PROBLEM TO WORK ON = Please copy the rows below, substituting "coordinate pairs" for each occurrence of "vertex pairs" and leaving everything else as it is.

RECORD EXCERPTS =
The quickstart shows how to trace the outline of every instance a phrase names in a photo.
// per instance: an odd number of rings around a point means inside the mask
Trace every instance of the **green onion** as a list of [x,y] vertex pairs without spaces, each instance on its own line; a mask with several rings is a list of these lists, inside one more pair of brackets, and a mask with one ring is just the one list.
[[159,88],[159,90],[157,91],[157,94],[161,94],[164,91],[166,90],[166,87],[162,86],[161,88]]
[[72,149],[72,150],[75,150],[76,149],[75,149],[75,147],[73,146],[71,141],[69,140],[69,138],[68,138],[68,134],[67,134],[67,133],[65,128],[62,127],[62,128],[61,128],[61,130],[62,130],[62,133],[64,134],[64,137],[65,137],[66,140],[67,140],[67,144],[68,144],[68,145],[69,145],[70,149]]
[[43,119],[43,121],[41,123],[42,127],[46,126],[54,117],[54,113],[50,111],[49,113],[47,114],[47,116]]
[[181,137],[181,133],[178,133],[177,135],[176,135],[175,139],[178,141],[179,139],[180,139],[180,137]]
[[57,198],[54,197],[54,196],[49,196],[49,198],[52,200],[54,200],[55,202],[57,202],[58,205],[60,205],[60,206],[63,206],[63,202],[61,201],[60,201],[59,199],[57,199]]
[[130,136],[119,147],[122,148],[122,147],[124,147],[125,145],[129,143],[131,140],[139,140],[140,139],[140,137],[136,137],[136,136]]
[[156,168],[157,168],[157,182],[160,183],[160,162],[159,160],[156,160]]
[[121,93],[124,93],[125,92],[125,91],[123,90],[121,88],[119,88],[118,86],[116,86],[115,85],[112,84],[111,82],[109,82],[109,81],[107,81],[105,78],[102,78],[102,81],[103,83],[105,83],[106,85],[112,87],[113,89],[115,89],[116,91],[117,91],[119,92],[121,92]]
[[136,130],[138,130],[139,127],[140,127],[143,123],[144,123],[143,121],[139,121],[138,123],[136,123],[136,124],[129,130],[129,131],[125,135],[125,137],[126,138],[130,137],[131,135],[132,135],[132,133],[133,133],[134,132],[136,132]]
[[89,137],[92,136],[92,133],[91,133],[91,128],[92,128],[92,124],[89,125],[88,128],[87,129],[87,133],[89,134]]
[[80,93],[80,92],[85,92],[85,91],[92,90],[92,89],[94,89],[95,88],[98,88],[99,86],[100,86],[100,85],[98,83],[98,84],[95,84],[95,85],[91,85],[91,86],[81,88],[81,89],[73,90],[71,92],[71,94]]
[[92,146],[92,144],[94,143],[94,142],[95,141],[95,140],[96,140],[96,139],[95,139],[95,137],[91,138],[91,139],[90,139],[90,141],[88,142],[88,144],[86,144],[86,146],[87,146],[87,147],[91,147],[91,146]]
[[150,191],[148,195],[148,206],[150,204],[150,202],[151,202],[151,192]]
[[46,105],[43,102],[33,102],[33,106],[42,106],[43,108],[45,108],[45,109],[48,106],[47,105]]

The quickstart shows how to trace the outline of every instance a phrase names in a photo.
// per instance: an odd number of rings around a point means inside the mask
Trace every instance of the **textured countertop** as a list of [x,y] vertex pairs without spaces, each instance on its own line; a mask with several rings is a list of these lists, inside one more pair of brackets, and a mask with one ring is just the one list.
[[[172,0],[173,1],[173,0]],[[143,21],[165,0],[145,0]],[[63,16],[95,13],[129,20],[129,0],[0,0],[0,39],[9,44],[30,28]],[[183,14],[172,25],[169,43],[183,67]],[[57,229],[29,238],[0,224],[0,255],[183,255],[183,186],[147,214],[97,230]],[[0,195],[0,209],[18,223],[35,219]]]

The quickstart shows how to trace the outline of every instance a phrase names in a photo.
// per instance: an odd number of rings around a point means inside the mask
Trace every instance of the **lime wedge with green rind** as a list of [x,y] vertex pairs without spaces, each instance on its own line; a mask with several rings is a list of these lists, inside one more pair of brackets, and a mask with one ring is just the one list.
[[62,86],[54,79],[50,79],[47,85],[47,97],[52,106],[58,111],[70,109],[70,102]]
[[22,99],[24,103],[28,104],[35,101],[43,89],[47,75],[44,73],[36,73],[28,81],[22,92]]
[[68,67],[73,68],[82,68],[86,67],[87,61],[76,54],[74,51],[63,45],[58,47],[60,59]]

TASK RESULT =
The quickstart shows how to trace the outline of every instance a phrase names in a photo.
// per instance: an odd number of rings around a point means inside the mask
Trace every instance of the **green onion** as a list of [x,y] coordinate pairs without spaces, each instance on its own line; a mask with several rings is a list of these lists, inside one more pair of brackets, and a mask with one ring is just the one list.
[[159,88],[159,90],[157,91],[157,94],[161,94],[164,91],[166,90],[166,87],[162,86],[161,88]]
[[72,149],[72,150],[75,150],[76,149],[75,149],[75,147],[73,146],[71,141],[69,140],[69,138],[68,138],[68,134],[67,134],[67,133],[65,128],[62,127],[62,128],[61,128],[61,130],[62,130],[62,133],[64,134],[64,137],[65,137],[66,140],[67,140],[67,144],[68,144],[68,145],[69,145],[70,149]]
[[43,119],[43,121],[41,123],[42,127],[46,126],[54,117],[54,113],[50,111],[49,113],[47,114],[47,116]]
[[181,137],[181,133],[178,133],[177,135],[176,135],[175,139],[178,141],[179,139],[180,139],[180,137]]
[[57,198],[54,197],[54,196],[49,196],[49,198],[52,200],[54,200],[55,202],[57,202],[58,205],[60,205],[60,206],[63,206],[63,202],[61,201],[60,201],[59,199],[57,199]]
[[130,136],[119,147],[122,148],[122,147],[124,147],[125,145],[129,143],[131,140],[139,140],[140,139],[140,137],[136,137],[136,136]]
[[156,168],[157,168],[157,182],[160,183],[160,162],[159,160],[156,160]]
[[121,93],[124,93],[125,92],[125,91],[123,90],[121,88],[119,88],[118,86],[116,86],[115,85],[112,84],[111,82],[109,82],[109,81],[107,81],[105,78],[102,78],[102,81],[103,83],[105,83],[106,85],[112,87],[113,89],[115,89],[116,91],[117,91],[119,92],[121,92]]
[[136,130],[138,130],[139,127],[140,127],[143,123],[144,123],[143,121],[139,121],[138,123],[136,123],[136,124],[129,130],[129,131],[125,135],[125,137],[126,138],[130,137],[131,135],[132,135],[132,133],[133,133],[134,132],[136,132]]
[[89,137],[92,136],[92,133],[91,133],[91,128],[92,128],[92,124],[89,125],[88,128],[87,129],[87,133],[89,134]]
[[80,93],[80,92],[85,92],[85,91],[92,90],[92,89],[94,89],[95,88],[98,88],[99,86],[100,86],[100,85],[98,83],[98,84],[95,84],[95,85],[91,85],[91,86],[81,88],[81,89],[73,90],[71,92],[71,94]]
[[92,146],[92,144],[94,143],[94,142],[95,141],[95,140],[96,140],[96,139],[95,139],[95,137],[91,138],[91,139],[90,139],[90,141],[88,142],[88,144],[86,144],[86,146],[87,146],[87,147],[91,147],[91,146]]
[[150,191],[148,195],[148,206],[150,204],[150,202],[151,202],[151,192]]
[[46,105],[43,102],[33,102],[33,106],[42,106],[43,108],[45,108],[45,109],[48,106],[47,105]]

The quickstart shows how to trace the outline of every instance a phrase names in a photo.
// per instance: an odd number of rings around a point means inside the mask
Trace every instance of the **textured countertop** as a list of [x,y] coordinate pairs without spaces, each instance on its own line; a mask with several rings is a list of these lists, inside one more pair of brackets, and a mask with one ring is just the one list.
[[[172,0],[173,1],[173,0]],[[143,21],[165,0],[145,0]],[[63,16],[95,13],[129,20],[129,0],[0,0],[0,39],[9,44],[30,28]],[[183,14],[172,25],[169,43],[183,67]],[[57,229],[29,238],[0,224],[0,255],[183,255],[183,186],[147,214],[97,230]],[[0,195],[0,209],[18,223],[35,219]]]

The quickstart shows how to trace the outline of every instance a phrase names in a photo.
// per instance: an odd number of rings around a point means inside the mask
Trace every instance of the **lime wedge with green rind** as a list of [x,y] coordinate pairs without spaces, each instance on its own line; a mask with several rings is a list of these lists, inside one more pair of brackets, and a mask with one ring is just the one list.
[[62,86],[54,79],[50,79],[47,85],[47,97],[52,106],[58,111],[70,109],[70,102]]
[[22,99],[24,103],[28,104],[35,101],[43,89],[47,75],[44,73],[36,73],[28,81],[22,92]]
[[68,67],[73,68],[82,68],[86,67],[87,61],[76,54],[74,51],[63,45],[58,47],[60,59]]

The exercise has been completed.